[Records provided Boundary: Start]

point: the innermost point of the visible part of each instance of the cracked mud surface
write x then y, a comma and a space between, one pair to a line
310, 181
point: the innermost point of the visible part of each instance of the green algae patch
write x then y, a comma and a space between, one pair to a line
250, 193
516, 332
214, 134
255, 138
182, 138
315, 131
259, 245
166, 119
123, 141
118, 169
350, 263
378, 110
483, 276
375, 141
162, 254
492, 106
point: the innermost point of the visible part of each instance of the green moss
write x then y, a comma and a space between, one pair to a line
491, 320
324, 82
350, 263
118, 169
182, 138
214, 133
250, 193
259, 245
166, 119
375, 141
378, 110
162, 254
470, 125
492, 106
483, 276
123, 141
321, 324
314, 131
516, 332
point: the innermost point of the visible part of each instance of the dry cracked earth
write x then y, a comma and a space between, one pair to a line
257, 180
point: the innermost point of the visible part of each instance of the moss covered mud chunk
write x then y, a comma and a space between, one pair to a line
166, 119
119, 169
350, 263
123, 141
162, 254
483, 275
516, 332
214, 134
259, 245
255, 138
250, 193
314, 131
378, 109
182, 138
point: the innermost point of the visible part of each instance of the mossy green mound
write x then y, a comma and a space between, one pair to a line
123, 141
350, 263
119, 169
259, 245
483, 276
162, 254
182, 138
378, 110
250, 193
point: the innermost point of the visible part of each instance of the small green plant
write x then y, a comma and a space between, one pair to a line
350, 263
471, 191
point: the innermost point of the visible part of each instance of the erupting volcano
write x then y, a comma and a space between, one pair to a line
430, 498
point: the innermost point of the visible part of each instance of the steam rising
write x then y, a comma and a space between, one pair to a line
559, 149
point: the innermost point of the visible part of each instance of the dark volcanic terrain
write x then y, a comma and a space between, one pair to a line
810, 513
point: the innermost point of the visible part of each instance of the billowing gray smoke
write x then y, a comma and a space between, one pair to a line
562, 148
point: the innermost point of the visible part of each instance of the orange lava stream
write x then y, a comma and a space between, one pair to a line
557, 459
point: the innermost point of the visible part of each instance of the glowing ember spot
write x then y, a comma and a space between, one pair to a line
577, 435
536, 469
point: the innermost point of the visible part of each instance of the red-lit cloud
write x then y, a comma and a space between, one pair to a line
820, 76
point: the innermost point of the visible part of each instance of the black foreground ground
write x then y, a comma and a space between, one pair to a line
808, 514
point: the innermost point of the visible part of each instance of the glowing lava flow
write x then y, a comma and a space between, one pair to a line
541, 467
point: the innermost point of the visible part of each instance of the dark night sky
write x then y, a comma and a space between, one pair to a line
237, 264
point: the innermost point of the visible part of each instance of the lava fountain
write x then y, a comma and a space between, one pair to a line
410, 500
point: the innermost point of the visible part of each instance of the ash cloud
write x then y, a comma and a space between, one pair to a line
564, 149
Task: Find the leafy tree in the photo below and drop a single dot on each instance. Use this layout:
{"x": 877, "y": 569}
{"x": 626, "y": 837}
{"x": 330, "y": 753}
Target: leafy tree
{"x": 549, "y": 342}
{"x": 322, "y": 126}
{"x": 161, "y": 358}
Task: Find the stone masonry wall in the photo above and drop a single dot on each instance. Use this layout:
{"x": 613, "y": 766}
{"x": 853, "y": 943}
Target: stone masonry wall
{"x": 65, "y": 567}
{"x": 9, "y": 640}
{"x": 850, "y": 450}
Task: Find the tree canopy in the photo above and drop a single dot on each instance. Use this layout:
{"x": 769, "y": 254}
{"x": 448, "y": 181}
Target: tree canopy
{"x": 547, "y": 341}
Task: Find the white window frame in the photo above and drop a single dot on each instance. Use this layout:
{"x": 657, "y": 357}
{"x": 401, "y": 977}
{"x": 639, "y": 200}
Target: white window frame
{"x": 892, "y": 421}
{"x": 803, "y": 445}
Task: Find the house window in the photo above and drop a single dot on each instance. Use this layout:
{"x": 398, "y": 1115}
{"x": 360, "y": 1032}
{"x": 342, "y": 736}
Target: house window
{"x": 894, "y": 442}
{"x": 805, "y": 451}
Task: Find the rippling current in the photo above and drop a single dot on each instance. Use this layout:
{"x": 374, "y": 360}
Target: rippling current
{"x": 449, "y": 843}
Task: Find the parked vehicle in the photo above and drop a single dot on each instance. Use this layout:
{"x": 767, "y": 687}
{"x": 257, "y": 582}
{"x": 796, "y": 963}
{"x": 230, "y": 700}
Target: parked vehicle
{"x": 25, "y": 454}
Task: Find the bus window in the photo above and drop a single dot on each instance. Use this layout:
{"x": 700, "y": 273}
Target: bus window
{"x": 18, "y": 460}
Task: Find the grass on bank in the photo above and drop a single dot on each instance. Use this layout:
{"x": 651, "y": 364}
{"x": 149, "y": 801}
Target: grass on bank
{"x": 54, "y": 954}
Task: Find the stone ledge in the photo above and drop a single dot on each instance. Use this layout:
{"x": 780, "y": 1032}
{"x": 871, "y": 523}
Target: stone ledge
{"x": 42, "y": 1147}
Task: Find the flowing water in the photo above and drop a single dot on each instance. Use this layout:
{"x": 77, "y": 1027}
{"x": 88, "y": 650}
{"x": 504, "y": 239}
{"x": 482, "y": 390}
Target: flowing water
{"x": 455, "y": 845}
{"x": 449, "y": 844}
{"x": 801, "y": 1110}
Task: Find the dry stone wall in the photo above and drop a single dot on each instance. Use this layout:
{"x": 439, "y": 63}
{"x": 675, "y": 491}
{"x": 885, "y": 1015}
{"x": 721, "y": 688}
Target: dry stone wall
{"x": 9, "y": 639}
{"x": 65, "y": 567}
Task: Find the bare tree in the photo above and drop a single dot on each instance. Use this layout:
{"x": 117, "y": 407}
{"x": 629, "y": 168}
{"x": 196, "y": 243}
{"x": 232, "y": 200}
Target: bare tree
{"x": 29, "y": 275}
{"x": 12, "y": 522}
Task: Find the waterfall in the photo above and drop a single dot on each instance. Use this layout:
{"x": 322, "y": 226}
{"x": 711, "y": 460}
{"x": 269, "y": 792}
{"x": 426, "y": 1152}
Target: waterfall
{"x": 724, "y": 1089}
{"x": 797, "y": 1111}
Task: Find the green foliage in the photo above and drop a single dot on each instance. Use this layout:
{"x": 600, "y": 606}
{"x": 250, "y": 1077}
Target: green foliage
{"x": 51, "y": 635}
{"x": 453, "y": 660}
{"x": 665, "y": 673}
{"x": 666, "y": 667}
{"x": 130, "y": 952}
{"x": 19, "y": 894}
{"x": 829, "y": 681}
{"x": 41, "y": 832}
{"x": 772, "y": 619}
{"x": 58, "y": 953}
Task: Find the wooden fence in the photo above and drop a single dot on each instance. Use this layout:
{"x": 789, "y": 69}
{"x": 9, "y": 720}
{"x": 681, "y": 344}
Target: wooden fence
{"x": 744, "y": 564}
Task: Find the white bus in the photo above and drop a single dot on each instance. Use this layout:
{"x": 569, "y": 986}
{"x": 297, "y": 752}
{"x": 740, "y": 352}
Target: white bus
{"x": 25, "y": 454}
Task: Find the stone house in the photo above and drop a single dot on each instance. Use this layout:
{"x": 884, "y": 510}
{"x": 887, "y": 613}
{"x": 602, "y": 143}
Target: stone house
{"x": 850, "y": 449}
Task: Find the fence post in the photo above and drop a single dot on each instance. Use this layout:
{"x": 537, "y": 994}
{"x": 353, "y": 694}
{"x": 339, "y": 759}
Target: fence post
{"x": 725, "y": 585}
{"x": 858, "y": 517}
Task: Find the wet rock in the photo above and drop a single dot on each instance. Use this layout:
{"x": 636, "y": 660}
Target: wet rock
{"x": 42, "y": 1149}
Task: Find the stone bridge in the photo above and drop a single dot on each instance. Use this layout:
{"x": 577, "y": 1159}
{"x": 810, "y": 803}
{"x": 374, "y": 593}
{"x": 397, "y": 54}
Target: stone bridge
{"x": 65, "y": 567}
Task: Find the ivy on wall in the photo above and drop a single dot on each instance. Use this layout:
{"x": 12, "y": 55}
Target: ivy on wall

[Records provided Boundary: End]

Directions: Every line above that includes "cracked" counts toward one total; give that total by itself.

Answer to this exercise: 2